With the string "wooden" as the filter, copy each matching line from the records.
'''
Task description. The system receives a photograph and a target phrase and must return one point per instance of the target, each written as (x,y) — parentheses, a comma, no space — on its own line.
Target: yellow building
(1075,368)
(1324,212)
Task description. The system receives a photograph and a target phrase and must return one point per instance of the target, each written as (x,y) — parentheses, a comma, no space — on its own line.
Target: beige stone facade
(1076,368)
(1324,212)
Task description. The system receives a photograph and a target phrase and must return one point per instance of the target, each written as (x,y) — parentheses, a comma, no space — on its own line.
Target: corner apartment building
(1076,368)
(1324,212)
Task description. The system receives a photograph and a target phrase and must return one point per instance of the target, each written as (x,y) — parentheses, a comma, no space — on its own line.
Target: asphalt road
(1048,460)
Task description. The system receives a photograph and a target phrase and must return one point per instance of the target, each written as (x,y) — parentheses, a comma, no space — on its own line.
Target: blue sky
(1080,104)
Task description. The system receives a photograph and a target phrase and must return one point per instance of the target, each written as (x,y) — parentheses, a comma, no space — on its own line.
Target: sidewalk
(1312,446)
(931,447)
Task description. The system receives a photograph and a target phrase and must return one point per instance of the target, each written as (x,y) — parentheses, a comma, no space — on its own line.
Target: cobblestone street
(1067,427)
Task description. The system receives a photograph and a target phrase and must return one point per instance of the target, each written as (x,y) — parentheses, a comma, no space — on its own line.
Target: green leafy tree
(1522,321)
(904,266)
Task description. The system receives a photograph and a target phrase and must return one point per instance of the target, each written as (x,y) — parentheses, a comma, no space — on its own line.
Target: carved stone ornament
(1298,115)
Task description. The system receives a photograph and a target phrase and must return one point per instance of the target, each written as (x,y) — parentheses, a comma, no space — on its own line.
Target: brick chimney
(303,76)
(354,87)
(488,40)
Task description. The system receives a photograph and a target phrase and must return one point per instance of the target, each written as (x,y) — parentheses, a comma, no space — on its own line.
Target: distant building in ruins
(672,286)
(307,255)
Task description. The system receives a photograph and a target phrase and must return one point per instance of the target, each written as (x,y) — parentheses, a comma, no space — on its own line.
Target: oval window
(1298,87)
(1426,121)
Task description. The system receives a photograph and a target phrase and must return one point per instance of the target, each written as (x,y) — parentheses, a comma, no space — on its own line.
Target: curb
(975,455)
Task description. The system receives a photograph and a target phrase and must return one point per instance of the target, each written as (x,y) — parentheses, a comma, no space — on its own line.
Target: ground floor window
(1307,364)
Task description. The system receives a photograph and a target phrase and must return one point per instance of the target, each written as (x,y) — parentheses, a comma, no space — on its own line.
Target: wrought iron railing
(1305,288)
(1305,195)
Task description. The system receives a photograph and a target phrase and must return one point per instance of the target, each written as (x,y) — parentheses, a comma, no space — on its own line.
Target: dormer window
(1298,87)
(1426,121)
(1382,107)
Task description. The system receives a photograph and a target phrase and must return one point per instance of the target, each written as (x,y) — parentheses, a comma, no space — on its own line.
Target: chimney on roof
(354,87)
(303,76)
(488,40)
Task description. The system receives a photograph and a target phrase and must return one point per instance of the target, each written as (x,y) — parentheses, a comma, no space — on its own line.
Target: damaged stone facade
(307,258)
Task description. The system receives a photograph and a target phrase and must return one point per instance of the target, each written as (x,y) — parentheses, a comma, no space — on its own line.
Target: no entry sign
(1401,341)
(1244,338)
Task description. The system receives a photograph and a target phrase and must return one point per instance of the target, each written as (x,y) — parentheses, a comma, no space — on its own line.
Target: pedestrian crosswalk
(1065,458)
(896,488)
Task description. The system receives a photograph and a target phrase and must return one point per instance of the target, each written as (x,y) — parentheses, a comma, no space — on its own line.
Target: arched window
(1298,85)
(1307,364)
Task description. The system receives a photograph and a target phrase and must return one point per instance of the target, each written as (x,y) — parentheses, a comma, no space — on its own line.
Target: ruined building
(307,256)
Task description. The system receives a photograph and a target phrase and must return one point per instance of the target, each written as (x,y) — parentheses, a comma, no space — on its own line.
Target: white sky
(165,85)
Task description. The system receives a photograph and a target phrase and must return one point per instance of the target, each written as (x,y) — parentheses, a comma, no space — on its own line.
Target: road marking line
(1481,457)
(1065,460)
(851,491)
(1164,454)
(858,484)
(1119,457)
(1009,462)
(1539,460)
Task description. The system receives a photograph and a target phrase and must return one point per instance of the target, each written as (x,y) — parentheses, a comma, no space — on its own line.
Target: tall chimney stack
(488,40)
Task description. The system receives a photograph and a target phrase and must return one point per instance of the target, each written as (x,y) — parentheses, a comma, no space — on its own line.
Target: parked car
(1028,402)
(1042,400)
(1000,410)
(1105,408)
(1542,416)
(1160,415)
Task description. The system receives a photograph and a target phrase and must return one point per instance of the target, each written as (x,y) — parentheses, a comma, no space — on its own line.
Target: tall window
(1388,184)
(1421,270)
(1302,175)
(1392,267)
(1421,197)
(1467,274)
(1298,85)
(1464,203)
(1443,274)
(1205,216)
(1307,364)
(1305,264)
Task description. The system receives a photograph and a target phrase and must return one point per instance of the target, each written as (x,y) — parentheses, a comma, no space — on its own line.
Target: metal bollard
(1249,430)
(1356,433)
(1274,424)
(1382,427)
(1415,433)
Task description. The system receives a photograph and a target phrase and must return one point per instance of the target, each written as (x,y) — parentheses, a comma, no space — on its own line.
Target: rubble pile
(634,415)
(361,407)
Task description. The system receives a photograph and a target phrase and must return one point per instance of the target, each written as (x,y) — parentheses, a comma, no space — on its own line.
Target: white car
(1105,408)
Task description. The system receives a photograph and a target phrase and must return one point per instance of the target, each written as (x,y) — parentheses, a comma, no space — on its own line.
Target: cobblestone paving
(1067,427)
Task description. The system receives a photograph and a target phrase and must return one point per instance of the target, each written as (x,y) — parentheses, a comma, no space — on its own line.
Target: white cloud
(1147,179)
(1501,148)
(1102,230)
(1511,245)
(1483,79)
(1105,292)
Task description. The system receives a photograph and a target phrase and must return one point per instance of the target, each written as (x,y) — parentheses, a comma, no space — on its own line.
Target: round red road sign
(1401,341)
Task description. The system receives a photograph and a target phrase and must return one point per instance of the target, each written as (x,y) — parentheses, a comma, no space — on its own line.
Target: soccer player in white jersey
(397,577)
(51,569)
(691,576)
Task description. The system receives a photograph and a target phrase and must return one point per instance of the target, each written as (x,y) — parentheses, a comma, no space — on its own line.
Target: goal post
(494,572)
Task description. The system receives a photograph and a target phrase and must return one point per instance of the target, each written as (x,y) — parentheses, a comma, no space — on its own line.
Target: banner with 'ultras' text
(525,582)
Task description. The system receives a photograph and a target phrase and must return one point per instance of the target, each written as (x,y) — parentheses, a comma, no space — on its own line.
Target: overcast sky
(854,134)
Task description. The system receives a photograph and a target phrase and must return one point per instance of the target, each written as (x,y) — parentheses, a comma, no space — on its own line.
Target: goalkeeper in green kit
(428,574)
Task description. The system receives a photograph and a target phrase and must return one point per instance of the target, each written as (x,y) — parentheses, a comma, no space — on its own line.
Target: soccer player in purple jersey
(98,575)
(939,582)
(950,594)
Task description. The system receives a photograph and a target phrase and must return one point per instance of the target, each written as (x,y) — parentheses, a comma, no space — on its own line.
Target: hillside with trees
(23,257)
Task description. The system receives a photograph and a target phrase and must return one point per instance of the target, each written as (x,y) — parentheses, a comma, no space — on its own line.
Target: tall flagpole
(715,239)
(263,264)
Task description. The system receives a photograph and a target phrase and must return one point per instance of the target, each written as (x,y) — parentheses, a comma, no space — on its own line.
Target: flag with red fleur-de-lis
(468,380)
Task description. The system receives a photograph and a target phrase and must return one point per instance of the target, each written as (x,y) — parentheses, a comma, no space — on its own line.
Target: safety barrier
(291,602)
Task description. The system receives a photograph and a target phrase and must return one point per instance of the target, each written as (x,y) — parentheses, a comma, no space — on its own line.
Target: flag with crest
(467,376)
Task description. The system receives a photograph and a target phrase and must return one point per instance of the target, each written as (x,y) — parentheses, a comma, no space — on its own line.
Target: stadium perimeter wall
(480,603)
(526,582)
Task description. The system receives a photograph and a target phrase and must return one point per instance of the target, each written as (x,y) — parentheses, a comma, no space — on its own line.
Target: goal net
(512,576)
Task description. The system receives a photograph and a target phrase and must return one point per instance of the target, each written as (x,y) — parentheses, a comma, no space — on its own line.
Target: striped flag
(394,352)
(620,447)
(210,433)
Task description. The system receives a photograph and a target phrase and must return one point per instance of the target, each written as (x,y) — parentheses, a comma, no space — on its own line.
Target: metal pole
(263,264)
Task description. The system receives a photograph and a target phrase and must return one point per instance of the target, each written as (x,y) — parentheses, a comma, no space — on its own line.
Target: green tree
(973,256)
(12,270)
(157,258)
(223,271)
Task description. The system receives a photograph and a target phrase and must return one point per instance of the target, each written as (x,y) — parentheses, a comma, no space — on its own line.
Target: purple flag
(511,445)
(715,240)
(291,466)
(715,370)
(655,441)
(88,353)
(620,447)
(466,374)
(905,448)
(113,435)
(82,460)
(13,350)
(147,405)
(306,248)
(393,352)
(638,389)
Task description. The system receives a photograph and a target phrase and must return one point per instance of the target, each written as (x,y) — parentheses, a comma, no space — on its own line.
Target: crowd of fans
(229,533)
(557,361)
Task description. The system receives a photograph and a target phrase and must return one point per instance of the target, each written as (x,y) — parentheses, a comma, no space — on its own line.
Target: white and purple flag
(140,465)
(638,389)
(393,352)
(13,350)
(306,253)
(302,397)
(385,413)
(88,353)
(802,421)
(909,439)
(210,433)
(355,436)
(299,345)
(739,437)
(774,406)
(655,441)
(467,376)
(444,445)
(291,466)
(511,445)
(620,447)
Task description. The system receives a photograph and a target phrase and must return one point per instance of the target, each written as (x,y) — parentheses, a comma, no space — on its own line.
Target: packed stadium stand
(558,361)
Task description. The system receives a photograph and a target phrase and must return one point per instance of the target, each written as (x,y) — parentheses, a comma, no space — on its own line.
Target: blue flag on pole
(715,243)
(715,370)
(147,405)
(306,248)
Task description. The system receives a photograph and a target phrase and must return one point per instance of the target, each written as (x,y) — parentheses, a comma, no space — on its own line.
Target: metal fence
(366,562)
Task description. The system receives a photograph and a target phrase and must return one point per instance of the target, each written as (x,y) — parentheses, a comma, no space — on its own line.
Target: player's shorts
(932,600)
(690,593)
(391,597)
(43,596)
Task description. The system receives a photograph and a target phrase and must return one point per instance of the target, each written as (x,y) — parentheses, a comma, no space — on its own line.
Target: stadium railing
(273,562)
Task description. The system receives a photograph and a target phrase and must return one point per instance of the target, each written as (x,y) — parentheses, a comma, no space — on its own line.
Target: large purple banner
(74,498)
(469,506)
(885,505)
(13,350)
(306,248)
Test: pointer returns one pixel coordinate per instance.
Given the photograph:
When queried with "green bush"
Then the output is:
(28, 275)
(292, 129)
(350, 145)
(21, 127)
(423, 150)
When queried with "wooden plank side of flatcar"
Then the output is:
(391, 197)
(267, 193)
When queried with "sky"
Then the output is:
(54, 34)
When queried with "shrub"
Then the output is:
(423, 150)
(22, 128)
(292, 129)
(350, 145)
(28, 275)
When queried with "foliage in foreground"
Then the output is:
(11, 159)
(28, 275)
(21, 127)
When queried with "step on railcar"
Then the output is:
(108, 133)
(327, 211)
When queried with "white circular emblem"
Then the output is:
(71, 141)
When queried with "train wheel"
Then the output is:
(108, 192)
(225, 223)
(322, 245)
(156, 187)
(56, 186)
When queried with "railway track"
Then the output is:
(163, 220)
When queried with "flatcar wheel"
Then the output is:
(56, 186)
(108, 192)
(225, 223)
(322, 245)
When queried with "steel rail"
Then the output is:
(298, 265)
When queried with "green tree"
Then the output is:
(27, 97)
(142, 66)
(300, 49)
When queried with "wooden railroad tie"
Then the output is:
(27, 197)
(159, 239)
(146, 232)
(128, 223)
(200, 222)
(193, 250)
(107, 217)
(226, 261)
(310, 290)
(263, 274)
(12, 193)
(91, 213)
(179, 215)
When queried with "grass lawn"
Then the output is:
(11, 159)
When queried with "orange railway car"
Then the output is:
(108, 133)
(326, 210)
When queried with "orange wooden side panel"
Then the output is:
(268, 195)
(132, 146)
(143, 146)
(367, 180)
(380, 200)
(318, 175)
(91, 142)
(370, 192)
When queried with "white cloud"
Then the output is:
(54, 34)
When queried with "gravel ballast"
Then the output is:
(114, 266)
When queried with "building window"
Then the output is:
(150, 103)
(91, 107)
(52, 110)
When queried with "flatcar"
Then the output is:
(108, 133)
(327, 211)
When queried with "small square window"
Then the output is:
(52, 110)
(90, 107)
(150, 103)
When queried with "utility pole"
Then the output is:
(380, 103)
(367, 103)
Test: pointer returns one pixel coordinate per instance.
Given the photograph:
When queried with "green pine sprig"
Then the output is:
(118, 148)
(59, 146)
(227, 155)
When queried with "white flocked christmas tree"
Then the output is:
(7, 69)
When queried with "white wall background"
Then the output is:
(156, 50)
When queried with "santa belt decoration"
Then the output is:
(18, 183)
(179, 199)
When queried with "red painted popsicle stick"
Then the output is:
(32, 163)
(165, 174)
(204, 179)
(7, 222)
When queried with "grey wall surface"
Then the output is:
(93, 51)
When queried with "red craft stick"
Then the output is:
'''
## Exercise result
When queried with "wooden plank side of flatcar"
When queried with "wooden railroad tie"
When queried with "orange wooden side panel"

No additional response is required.